SUPPLIED RECORDS:

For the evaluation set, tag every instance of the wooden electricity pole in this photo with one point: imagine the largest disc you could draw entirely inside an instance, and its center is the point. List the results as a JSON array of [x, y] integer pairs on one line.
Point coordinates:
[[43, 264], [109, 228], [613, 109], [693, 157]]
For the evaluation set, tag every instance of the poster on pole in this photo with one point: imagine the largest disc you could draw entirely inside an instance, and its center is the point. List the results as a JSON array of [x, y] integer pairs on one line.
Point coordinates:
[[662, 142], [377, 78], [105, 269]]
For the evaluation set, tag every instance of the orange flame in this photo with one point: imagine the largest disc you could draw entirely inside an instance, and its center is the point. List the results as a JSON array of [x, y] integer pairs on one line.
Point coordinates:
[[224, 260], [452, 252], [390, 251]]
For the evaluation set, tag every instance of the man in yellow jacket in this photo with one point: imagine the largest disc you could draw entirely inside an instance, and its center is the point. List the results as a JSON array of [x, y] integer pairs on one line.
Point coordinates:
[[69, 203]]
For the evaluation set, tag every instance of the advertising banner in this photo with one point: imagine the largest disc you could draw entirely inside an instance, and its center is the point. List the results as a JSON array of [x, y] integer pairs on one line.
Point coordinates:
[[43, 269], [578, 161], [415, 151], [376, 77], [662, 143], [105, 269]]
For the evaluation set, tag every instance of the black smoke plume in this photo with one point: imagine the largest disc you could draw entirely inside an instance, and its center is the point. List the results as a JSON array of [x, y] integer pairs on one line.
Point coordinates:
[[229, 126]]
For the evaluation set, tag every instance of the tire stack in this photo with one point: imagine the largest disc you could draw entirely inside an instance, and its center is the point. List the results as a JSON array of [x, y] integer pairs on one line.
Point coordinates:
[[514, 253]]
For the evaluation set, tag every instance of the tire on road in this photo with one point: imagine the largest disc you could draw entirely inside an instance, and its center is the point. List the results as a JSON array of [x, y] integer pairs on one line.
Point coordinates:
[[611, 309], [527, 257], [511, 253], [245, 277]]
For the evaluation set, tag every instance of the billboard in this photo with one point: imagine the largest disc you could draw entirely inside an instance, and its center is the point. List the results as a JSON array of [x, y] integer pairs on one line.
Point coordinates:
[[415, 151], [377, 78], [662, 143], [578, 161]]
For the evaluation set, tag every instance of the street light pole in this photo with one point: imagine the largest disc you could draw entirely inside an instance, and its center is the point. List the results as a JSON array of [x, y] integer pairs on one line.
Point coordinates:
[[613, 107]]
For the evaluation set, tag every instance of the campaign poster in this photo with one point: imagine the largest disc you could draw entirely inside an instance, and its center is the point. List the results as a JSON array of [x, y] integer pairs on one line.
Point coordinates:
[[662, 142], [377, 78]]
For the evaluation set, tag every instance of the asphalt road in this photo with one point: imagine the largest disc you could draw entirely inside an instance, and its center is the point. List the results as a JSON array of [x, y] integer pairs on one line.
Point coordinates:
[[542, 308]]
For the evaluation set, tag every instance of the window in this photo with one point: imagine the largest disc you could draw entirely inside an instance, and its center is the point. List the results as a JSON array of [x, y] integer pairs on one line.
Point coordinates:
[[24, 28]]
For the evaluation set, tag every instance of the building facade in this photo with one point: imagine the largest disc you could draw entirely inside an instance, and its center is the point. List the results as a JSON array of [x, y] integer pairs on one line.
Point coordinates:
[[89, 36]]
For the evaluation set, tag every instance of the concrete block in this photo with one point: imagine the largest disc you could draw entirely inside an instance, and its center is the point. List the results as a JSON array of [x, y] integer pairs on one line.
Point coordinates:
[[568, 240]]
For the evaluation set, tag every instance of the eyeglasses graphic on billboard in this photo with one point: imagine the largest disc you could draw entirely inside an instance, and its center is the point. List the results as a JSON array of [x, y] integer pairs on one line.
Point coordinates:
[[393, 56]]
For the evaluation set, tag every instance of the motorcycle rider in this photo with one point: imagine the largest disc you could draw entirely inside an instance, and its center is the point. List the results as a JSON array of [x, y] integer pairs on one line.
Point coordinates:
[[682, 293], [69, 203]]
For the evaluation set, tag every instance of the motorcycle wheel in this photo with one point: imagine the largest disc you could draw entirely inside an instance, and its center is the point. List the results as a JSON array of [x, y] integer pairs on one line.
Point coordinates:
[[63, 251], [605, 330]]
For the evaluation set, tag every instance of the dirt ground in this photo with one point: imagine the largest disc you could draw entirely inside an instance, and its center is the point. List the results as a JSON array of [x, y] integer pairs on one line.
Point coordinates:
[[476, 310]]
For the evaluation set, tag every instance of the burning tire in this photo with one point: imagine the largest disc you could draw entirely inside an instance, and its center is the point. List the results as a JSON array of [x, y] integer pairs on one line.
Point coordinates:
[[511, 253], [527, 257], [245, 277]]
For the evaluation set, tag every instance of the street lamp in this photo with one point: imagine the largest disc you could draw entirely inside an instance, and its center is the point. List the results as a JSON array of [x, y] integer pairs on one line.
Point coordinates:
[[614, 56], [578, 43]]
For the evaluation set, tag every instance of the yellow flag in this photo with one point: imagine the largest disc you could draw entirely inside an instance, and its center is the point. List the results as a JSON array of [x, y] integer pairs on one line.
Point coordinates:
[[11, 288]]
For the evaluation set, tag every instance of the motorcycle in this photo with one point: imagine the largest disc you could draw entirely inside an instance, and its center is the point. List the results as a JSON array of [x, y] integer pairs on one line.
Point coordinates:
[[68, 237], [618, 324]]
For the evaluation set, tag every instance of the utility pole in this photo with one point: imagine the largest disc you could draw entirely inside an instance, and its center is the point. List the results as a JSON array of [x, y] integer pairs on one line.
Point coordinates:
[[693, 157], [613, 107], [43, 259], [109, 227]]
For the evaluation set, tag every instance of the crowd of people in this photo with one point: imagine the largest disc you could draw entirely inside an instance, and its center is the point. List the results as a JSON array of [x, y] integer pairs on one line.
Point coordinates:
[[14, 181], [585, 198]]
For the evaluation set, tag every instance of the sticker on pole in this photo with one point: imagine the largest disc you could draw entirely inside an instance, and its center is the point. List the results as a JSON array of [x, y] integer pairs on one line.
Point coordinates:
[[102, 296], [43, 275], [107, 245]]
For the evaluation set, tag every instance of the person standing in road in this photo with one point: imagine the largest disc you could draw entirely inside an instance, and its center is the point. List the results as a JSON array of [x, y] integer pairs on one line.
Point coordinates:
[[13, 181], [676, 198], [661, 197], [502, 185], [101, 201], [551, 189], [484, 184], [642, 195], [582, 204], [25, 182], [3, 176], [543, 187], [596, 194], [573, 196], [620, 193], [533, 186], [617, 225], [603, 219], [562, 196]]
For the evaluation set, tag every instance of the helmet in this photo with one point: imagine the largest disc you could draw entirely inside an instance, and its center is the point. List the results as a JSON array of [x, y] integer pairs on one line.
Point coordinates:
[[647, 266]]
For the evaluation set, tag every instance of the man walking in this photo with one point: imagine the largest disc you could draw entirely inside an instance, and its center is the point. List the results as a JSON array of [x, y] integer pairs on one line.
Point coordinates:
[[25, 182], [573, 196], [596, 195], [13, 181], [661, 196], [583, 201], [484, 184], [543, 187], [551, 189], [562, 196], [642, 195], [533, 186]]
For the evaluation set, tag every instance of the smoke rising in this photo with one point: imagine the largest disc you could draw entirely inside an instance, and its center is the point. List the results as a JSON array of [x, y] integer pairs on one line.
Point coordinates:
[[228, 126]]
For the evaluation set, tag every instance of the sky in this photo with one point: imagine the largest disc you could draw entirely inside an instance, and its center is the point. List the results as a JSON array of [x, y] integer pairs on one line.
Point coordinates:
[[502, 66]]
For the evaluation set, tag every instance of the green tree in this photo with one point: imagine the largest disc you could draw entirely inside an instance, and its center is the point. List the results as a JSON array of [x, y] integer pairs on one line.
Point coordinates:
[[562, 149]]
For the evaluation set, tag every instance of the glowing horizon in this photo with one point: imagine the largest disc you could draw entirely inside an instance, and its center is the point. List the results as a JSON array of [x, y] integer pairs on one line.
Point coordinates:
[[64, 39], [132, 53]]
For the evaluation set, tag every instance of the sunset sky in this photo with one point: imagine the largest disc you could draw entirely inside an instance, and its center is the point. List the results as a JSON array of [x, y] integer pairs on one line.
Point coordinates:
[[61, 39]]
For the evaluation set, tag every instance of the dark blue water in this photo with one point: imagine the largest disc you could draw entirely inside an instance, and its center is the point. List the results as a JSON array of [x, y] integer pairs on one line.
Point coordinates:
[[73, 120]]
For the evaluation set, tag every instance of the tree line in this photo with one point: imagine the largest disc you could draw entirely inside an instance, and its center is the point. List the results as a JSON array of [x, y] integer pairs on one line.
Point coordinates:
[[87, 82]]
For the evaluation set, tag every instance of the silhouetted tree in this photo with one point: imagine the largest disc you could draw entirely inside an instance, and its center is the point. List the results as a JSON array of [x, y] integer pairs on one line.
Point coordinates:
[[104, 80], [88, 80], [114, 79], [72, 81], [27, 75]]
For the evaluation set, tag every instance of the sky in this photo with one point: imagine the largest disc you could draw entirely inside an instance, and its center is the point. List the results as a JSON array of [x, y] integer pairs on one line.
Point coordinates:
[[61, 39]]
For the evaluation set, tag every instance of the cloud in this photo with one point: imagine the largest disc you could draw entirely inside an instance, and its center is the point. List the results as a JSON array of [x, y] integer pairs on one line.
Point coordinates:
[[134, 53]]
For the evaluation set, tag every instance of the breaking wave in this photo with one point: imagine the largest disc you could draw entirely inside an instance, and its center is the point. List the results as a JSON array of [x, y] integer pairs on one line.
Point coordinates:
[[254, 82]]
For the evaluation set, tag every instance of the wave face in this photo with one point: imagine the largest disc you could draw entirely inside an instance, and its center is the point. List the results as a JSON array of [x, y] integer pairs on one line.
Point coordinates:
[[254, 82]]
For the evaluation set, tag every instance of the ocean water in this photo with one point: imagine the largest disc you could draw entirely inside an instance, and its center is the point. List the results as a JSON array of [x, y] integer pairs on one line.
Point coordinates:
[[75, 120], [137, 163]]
--
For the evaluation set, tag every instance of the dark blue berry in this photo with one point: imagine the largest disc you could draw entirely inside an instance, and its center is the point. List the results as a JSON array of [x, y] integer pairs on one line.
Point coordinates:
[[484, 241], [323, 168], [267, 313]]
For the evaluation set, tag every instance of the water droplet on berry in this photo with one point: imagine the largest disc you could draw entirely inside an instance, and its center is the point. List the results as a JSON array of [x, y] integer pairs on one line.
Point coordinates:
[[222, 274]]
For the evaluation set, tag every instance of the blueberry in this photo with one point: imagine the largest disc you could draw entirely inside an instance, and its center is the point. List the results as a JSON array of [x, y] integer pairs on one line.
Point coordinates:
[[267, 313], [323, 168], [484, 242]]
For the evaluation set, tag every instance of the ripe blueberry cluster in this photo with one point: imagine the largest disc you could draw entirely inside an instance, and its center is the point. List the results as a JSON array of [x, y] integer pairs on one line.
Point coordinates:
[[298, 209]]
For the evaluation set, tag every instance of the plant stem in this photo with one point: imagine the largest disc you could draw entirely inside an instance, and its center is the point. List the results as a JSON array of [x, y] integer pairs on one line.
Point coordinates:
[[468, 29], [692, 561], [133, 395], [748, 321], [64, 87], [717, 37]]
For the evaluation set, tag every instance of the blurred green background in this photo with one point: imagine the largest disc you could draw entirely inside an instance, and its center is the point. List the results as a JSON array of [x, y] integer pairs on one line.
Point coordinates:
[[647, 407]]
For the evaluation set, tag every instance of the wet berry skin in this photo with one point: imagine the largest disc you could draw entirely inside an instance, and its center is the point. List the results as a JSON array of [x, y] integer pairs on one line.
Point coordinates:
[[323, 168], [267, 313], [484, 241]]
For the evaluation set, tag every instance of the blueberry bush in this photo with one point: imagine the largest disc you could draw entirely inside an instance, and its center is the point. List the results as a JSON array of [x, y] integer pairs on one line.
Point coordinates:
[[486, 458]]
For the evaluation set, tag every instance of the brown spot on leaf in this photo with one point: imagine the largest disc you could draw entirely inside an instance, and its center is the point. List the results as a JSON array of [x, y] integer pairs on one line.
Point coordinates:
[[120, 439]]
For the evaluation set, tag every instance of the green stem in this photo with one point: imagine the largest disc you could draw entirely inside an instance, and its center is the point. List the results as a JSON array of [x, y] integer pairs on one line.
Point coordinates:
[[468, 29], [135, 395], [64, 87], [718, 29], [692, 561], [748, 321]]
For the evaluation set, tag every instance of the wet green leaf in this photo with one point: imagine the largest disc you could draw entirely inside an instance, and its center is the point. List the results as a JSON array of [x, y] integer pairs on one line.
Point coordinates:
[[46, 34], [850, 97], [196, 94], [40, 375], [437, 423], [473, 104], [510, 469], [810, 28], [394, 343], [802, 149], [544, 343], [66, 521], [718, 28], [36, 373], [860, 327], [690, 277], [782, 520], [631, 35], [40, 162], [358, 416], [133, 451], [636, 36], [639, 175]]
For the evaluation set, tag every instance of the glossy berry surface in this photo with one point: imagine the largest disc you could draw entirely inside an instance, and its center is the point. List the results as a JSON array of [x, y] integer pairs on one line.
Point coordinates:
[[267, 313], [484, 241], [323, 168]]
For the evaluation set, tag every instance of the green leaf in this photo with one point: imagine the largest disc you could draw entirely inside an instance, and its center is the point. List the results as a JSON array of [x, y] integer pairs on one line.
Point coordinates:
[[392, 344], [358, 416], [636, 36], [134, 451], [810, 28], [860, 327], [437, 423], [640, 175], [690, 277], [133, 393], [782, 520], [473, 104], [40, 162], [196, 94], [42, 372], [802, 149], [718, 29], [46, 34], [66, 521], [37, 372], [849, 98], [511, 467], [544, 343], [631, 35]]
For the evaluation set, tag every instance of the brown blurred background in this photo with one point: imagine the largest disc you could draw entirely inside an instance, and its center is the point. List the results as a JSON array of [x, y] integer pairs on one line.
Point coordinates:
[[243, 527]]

STATED TASK: Give the lines of the material as a JSON list of strings, one string per line and blank lines omitted, beginning at the line that contains "For the evaluation set, tag every instance of the wooden" and ending after the line that contains "[[224, 260], [452, 252], [390, 251]]".

COMPLETE ANSWER:
[
  "For the evaluation set, tag every instance of the wooden electricity pole in this photo with one point: imagine the largest disc you could draw entirely inside an instance, and its center is the point. List the results as a JSON array of [x, y] integer pairs on one line.",
  "Point coordinates:",
  "[[43, 264], [109, 228], [613, 109], [693, 157]]",
  "For the evaluation set, tag every instance of the poster on pole in this photo with one point: imagine the largest disc you could draw entirely inside an instance, and its center is the point. List the results as a JSON array of [x, y] integer pairs on one line.",
  "Point coordinates:",
  "[[662, 142], [377, 78], [105, 269]]",
  "For the evaluation set, tag every instance of the orange flame in this photo with one point: imagine the largest disc you could draw entirely inside an instance, and its center is the point. List the results as a JSON array of [x, y] integer pairs on one line.",
  "Point coordinates:",
  "[[224, 260], [452, 252], [390, 251]]"
]